--- Short task 1 ---
In the patent passage, what material is given as an example of the plastic sheath that encloses each monostrand?
--- Short task 2 ---
Decide whether each statement below agrees with the patent passage, answering yes or no and quoting the deciding words: (a) With bonded prestressing, the tendons are bonded to the surrounding concrete by injecting cement paste. (b) With unbonded prestressing, the tendons are most often located inside the concrete cross section. (c) Monostrands are strands made of five steel wires.
--- Short task 3 ---
Write out everything in the patent passage from "This nonprovisional application" down to "incorporated by reference.".

--- Passage given ---
— start —

Priority date: 2003-08-02
Filing date: 2004-08-02
Publication date: 2007-02-13
Also published as: EP1505223A1; CN100371551C; ES2274353T3; JP4683876B2; CN1594798A; US20050034392A1; EP1505223B1; DE20311950U1; JP2005054568A; DE502004002057D1; ATE346199T1

Abstract

A corrosion-resistant tension member, particularly a tendon for prestressed concrete, comprising a bundle of tension elements arranged inside a sheathing, has at its ends anchoring devices each with an anchor plate. On the side of the anchor plate facing away from the open air side, a seal having tension elements running through it and having a sealing plate are arranged, the sealing plate being fixed in place on the side facing away from the anchor plate opposite the anchor body against longitudinal displacement. Between the anchor plate and a pressure plate butting against the sealing plate, pressure-transferring means, for example, a pressure tube, are provided, having a length calculated in such a way that a longitudinal displacement of the anchor plate that occurs when the tension elements are being tensioned, actuates the exertion of surface pressure to the sealing plate for activating the seal.

Description

This nonprovisional application claims priority under 35 U.S.C. § 119(a) on German Patent Application No. DE 203 11 950.9 filed in Germany on Aug. 2, 2003, which is herein incorporated by reference.

BACKGROUND OF THE INVENTION

1. Field of the Invention

The invention relates to a corrosion-resistant tension member, particularly a tendon for prestressed concrete.

2. Description of the Background Art

In the construction of buildings with prestressed concrete, bonded or unbonded prestressing is commonly known. With bonded prestressing, the tendons are located longitudinally movable within the concrete cross section and, after tensioning against the hardened concrete, are bonded to the surrounding concrete by injecting cement paste. With unbonded prestressing, the tendons are most often located outside of the concrete cross section, however, they are supported against a structure; in this way, they can be inspected, re-tightened, and if necessary replaced at any time.

With tension members of this kind, so-called monostrands are frequently used as tension elements, that is, strands made of seven steel wires, each being enclosed by a plastic sheath, for example, polyethylene, that is applied by extrusion, to protect against corrosion, and which are embedded in a corrosion-protection substance, for example, grease, which fills wedges between the steel wires and a ring space between the strand and the sheath; also known are strands that are enclosed by two sheaths of this kind, for reinforced protection against corrosion.

— end —

--- Given information ---

— start —

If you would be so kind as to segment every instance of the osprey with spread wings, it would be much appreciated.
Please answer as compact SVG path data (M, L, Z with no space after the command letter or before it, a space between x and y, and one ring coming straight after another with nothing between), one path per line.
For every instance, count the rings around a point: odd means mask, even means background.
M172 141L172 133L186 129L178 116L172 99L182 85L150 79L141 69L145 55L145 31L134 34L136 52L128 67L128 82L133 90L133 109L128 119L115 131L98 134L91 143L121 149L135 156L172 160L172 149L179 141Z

— end —

--- Exercise response 1 ---
Polyethylene.

--- Exercise response 2 ---
(a) Yes: "are bonded to the surrounding concrete by injecting cement paste"
(b) No: "the tendons are most often located outside of the concrete cross section"
(c) No: "strands made of seven steel wires"

--- Exercise response 3 ---
This nonprovisional application claims priority under 35 U.S.C. § 119(a) on German Patent Application No. DE 203 11 950.9 filed in Germany on Aug. 2, 2003, which is herein incorporated by reference.